_ZIEL DER ÜBUNG_
Gib das gesamte folgende Material Zeile für Zeile unverändert wieder.

• • • •

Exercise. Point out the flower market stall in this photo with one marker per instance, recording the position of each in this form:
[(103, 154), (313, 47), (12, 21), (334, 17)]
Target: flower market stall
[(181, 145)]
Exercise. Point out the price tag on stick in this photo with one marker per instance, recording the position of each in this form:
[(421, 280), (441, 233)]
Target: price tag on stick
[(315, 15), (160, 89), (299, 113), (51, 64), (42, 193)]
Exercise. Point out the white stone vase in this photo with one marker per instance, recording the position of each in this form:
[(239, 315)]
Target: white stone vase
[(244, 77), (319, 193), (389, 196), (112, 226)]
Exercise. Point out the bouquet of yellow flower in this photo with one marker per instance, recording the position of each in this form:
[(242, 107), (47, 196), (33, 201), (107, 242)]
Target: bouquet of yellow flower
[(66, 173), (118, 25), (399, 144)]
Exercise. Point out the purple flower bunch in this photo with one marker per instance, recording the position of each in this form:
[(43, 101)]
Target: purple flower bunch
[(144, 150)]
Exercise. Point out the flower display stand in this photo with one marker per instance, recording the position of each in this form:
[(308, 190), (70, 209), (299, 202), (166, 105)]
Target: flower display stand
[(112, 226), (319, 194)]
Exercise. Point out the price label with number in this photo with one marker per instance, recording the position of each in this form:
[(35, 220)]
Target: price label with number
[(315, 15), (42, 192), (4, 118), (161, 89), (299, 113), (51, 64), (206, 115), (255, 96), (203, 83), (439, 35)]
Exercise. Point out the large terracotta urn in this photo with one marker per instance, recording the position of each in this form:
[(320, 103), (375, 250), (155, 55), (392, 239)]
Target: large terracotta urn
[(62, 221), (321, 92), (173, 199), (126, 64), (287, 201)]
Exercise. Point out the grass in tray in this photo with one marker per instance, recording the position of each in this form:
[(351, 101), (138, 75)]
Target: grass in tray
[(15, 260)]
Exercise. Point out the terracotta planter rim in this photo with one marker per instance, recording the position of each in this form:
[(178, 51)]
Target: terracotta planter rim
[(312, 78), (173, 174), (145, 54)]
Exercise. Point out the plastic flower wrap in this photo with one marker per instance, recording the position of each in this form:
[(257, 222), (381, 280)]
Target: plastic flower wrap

• • • •

_VOLLSTÄNDIGE ANTWORT_
Exercise. Point out the flower market stall in this photo with one marker per instance, recording the position of each in this form:
[(103, 154), (313, 47), (12, 21), (334, 17)]
Target: flower market stall
[(181, 145)]
Exercise. Point out the price tag on stick in this photo with one marker per instance, recording the position of each in this form:
[(421, 280), (441, 233)]
Target: price tag on stick
[(315, 15), (160, 89), (299, 113), (51, 64), (42, 193)]
Exercise. Point out the white stone vase in this photo with one marker per instance, recording the position of each in this form:
[(239, 315)]
Target: white stone vase
[(244, 77), (319, 193), (389, 196), (112, 226)]
Exercise. Point out the bouquet of yellow flower in this photo with one marker per instance, recording the position of each in this form:
[(242, 107), (47, 196), (33, 201), (107, 242)]
Target: bouquet of yellow flower
[(66, 173), (118, 25), (399, 144)]
Exercise. Point out the purple flower bunch in this photo with one marker per instance, recording the position of each in this form:
[(43, 101)]
Target: purple flower bunch
[(144, 150)]
Exercise. Point out the flower display stand in this photo with one marker per instance, recording the position of each in this form:
[(308, 190), (70, 209), (299, 202), (166, 105)]
Target: flower display stand
[(112, 226), (319, 194)]
Exercise. Point out the price label with number in this photo with one marker per instance, recording the position of each in this form:
[(35, 220)]
Target: price label with number
[(315, 15), (42, 192), (4, 118), (161, 89), (299, 113), (51, 64), (206, 115), (255, 96), (203, 83), (439, 35)]
Exercise. Point out the large terracotta urn in this photo with one marker per instance, recording the position of each in this form:
[(320, 103), (375, 250), (155, 55), (392, 239)]
Target: large terracotta urn
[(62, 221), (321, 92), (173, 199), (126, 64), (287, 201)]
Exercise. Point out the grass in tray in this photo with one marker per instance, recording the position of each in this form:
[(351, 101), (138, 75)]
Target: grass in tray
[(15, 260)]
Exercise. Point out the terracotta planter rim in this photo with one marker per instance, recording the position of each in this form:
[(178, 51)]
Target: terracotta planter rim
[(312, 78), (173, 174), (145, 54)]
Exercise. Point out the plastic flower wrap in this photo with one marker per instance, recording the position of each in this form:
[(257, 222), (381, 280)]
Target: plastic flower wrap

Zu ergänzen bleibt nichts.